■ **PROBLEM DESCRIPTION**
Retype the records below exactly as they appear.

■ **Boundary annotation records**

--- Start ---

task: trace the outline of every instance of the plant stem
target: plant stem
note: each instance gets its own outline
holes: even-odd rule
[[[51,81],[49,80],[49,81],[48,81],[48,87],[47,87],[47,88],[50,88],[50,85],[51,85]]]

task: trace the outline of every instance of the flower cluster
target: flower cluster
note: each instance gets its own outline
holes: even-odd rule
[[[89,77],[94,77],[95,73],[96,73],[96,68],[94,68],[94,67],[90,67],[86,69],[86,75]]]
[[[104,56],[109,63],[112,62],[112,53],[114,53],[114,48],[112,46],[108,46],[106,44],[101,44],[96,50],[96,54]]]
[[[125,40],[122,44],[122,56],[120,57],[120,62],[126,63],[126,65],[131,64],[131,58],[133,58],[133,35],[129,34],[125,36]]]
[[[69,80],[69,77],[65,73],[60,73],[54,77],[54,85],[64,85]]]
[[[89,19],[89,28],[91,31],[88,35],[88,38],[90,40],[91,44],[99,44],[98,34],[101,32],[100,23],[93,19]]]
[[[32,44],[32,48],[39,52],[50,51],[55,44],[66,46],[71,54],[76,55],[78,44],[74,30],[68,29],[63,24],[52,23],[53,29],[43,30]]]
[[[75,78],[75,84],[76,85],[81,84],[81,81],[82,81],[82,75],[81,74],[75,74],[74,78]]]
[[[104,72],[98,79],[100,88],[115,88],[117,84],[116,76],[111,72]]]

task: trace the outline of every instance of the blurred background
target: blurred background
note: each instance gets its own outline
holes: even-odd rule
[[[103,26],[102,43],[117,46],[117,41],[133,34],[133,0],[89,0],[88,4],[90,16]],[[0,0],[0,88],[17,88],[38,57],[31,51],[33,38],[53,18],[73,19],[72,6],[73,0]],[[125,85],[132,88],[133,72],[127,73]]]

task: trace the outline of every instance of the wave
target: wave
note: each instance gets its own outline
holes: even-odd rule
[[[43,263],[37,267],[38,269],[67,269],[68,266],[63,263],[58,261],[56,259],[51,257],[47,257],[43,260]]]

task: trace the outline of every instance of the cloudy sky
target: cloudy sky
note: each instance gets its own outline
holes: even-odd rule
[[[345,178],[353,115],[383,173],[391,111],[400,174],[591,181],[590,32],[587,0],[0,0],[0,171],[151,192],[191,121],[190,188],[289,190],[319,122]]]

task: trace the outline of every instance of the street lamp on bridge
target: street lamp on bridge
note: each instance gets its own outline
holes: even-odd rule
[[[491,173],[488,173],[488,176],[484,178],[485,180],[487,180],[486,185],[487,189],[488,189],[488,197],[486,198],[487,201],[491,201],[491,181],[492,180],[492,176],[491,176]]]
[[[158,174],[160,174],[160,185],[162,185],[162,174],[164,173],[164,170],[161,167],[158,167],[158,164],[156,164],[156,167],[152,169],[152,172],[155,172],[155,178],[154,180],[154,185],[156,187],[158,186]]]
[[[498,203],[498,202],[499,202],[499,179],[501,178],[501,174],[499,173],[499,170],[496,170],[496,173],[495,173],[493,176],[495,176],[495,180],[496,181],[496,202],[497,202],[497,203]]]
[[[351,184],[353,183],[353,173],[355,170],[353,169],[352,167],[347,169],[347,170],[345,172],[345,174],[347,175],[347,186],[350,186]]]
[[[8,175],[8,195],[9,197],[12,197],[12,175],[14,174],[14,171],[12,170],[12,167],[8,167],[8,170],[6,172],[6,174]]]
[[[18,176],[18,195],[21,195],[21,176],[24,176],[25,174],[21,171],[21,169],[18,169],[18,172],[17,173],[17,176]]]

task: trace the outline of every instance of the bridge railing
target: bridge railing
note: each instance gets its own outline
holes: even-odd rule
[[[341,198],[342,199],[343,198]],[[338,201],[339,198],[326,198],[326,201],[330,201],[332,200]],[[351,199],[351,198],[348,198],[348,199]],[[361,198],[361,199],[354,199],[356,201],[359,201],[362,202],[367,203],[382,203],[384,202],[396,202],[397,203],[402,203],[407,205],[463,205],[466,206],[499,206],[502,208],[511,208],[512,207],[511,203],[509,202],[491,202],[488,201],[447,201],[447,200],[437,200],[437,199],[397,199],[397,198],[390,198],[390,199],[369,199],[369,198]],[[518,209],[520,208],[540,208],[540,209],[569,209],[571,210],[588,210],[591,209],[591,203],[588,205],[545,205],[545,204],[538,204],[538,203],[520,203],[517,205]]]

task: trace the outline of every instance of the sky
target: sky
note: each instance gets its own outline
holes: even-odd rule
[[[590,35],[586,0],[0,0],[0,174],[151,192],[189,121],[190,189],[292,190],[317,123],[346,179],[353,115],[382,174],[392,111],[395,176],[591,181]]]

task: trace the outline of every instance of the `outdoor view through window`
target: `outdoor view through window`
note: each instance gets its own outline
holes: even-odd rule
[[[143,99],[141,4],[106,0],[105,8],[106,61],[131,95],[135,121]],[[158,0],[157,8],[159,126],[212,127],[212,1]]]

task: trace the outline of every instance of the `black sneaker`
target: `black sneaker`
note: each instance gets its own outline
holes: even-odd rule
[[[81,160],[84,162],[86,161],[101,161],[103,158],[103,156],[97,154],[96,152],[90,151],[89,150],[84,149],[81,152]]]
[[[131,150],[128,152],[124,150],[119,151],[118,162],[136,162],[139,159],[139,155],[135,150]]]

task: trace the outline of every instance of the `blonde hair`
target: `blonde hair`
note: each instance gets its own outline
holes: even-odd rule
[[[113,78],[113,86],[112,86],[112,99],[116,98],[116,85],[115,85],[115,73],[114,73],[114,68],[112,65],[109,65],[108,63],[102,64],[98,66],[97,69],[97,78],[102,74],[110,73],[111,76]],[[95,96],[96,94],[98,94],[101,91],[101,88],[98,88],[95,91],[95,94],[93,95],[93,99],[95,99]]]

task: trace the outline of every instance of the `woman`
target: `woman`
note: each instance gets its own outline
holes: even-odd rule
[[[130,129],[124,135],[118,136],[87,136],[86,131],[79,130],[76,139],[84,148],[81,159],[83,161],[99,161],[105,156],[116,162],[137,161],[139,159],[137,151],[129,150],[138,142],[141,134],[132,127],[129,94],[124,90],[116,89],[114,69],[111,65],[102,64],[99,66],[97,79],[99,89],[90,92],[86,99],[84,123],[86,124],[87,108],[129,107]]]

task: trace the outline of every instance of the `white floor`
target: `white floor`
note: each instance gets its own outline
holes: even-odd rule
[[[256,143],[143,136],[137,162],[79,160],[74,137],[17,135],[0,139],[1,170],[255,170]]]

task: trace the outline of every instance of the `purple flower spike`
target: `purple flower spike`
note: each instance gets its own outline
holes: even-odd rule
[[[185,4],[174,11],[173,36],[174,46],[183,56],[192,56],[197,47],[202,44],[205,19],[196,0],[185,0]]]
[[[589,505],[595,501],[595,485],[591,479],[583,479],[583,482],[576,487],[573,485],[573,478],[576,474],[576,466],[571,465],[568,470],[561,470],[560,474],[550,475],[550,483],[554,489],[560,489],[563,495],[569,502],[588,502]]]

--- End ---

■ **CORRECT OUTPUT**
task: trace the outline of every instance of the plant stem
target: plant stem
note: each instance gets its own outline
holes: even-odd rule
[[[51,81],[49,80],[49,81],[48,81],[48,87],[47,87],[47,88],[50,88],[50,85],[51,85]]]

task: trace the outline of every instance of the flower cluster
target: flower cluster
note: each instance gets its own outline
holes: even-odd rule
[[[89,77],[94,77],[95,73],[96,73],[96,68],[94,68],[94,67],[90,67],[86,69],[86,75]]]
[[[104,56],[109,63],[112,62],[112,53],[114,53],[114,48],[112,46],[108,46],[106,44],[101,44],[96,50],[96,54]]]
[[[125,40],[122,44],[122,56],[120,57],[120,62],[126,63],[126,65],[131,64],[131,58],[133,58],[133,35],[129,34],[125,36]]]
[[[69,80],[69,77],[65,73],[60,73],[54,77],[54,85],[64,85]]]
[[[89,19],[89,28],[91,31],[88,35],[88,38],[90,40],[91,44],[99,44],[98,34],[101,32],[100,23],[93,19]]]
[[[32,44],[32,48],[39,52],[50,51],[55,44],[66,46],[71,54],[76,55],[78,44],[74,30],[68,29],[63,24],[52,23],[53,29],[43,30]]]
[[[75,78],[75,84],[76,85],[81,84],[81,81],[82,81],[82,75],[81,74],[75,74],[74,78]]]
[[[104,72],[98,79],[100,88],[115,88],[117,84],[116,76],[111,72]]]

task: trace the outline of every instance of the blurred background
target: blurred background
note: each instance gets its own outline
holes: even-odd rule
[[[103,26],[102,43],[117,46],[117,41],[133,34],[133,0],[89,0],[88,4],[90,16]],[[0,0],[0,88],[17,88],[38,57],[31,51],[33,38],[53,18],[73,19],[72,6],[73,0]],[[125,85],[132,88],[133,72],[127,73]]]

task: trace the outline of every instance of the wave
target: wave
note: each instance gets its own outline
holes: even-odd rule
[[[43,263],[37,267],[38,269],[67,269],[68,266],[63,263],[58,261],[56,259],[51,257],[47,257],[43,260]]]

task: trace the outline of every instance of the cloudy sky
target: cloudy sky
note: each instance gets its own outline
holes: even-odd rule
[[[345,178],[353,115],[383,173],[391,111],[400,174],[591,181],[590,32],[587,0],[0,0],[0,171],[151,192],[191,121],[190,188],[289,190],[319,122]]]

task: trace the outline of every instance of the street lamp on bridge
target: street lamp on bridge
note: each instance gets its own outline
holes: even-odd rule
[[[491,173],[488,173],[488,176],[484,178],[485,180],[487,180],[486,185],[487,189],[488,189],[488,197],[486,198],[487,201],[491,201],[491,181],[492,180],[492,176],[491,176]]]
[[[158,174],[160,174],[160,185],[162,185],[162,174],[164,173],[164,170],[161,167],[158,167],[158,164],[156,164],[156,167],[152,169],[152,172],[155,172],[155,178],[154,180],[154,185],[156,187],[158,186]]]
[[[498,203],[498,202],[499,202],[499,179],[501,178],[501,174],[499,173],[499,170],[496,170],[496,173],[495,173],[493,176],[495,176],[495,180],[496,181],[496,202],[497,202],[497,203]]]
[[[351,184],[353,183],[353,173],[355,170],[353,169],[352,167],[347,169],[347,170],[345,172],[345,174],[347,175],[347,186],[350,186]]]
[[[8,175],[8,195],[9,197],[12,197],[12,175],[14,174],[14,171],[12,170],[12,167],[8,167],[8,170],[6,172],[6,174]]]
[[[18,176],[18,195],[21,195],[21,176],[24,176],[25,174],[21,171],[21,169],[18,169],[18,172],[17,173],[17,176]]]

task: trace the outline of every instance of the bridge railing
target: bridge railing
note: each instance gets its own outline
holes: even-odd rule
[[[341,198],[342,199],[343,198]],[[338,201],[339,198],[326,198],[326,201],[330,201],[332,200]],[[351,199],[351,198],[348,198],[348,199]],[[361,198],[361,199],[354,199],[356,201],[359,201],[362,202],[367,203],[382,203],[384,202],[396,202],[397,203],[402,203],[407,205],[463,205],[466,206],[499,206],[502,208],[511,208],[512,207],[511,203],[509,202],[491,202],[488,201],[447,201],[447,200],[437,200],[437,199],[397,199],[397,198],[390,198],[390,199],[369,199],[369,198]],[[518,209],[520,208],[540,208],[540,209],[569,209],[571,210],[588,210],[591,209],[591,203],[588,205],[545,205],[545,204],[538,204],[538,203],[520,203],[517,205]]]

task: trace the outline of every instance of the sky
target: sky
note: each instance gets its own outline
holes: even-odd rule
[[[590,35],[586,0],[0,0],[0,174],[151,192],[189,121],[190,189],[292,190],[317,123],[346,179],[353,115],[382,174],[392,111],[395,176],[591,181]]]

task: trace the outline of every instance of the `outdoor view through window`
target: `outdoor view through window`
note: each instance gets its own outline
holes: even-odd rule
[[[143,99],[141,4],[106,0],[105,8],[106,61],[131,95],[135,121]],[[158,0],[157,8],[159,126],[212,127],[212,1]]]

task: trace the outline of every instance of the `black sneaker`
target: `black sneaker`
note: each instance gets its own outline
holes: even-odd rule
[[[81,160],[84,162],[86,161],[101,161],[103,158],[103,156],[97,154],[96,152],[90,151],[89,150],[84,149],[81,152]]]
[[[131,150],[128,152],[124,150],[119,151],[118,162],[136,162],[139,159],[139,155],[135,150]]]

task: trace the outline of every instance of the `blonde hair`
target: `blonde hair`
note: each instance gets its own outline
holes: even-odd rule
[[[113,78],[113,86],[112,86],[112,99],[116,98],[116,85],[115,85],[115,73],[114,73],[114,68],[112,65],[109,65],[108,63],[102,64],[98,66],[97,69],[97,78],[102,74],[110,73],[111,76]],[[95,96],[96,94],[98,94],[101,91],[101,88],[98,88],[95,91],[95,94],[93,95],[93,99],[95,99]]]

task: trace the outline of every instance of the `woman`
target: `woman`
note: each instance gets its own outline
holes: even-odd rule
[[[130,129],[124,135],[118,136],[87,136],[86,131],[79,130],[76,139],[84,148],[81,159],[83,161],[99,161],[105,156],[116,162],[137,161],[139,159],[137,151],[129,150],[138,142],[141,134],[132,127],[129,94],[124,90],[116,89],[114,69],[111,65],[102,64],[99,66],[97,79],[99,89],[90,92],[86,99],[84,123],[86,124],[87,108],[129,107]]]

task: trace the outline of every instance of the `white floor`
target: `white floor`
note: each instance gets its own outline
holes: even-odd rule
[[[256,143],[143,136],[137,162],[79,160],[74,137],[17,135],[0,139],[1,170],[255,170]]]

task: trace the outline of every instance of the `purple flower spike`
target: `purple flower spike`
note: each instance gets its own outline
holes: even-odd rule
[[[185,4],[174,11],[173,36],[174,46],[183,56],[192,56],[197,47],[202,44],[205,19],[196,0],[185,0]]]
[[[589,505],[595,501],[595,485],[591,479],[583,479],[583,482],[576,487],[573,485],[573,478],[576,474],[576,466],[571,465],[568,470],[561,470],[560,474],[550,475],[550,483],[554,489],[560,489],[563,495],[569,502],[588,502]]]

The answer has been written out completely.